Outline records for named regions
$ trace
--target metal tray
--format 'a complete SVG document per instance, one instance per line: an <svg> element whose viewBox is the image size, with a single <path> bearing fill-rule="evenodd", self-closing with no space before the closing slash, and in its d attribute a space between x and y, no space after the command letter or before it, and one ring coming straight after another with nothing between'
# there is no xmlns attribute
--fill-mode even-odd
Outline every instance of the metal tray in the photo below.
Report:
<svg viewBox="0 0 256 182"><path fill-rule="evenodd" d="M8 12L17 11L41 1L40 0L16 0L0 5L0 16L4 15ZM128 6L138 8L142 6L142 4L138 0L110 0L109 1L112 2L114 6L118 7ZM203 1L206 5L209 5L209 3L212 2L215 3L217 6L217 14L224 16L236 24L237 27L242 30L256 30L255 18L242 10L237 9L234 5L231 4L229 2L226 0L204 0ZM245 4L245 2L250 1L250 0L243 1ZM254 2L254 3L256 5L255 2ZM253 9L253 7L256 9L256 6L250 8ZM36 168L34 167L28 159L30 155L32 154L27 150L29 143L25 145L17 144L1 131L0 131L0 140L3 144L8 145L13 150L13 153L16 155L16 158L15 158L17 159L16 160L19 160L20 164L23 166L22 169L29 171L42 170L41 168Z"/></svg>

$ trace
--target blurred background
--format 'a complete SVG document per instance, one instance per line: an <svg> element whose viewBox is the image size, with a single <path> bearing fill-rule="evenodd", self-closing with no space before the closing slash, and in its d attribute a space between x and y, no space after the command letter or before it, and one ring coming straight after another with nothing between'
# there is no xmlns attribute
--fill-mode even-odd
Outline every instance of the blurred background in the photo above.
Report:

Written exercise - Which lines of the records contain the string "background"? Copy each of them out in full.

Complete answer -
--target blurred background
Outline every instance of the blurred background in the photo above.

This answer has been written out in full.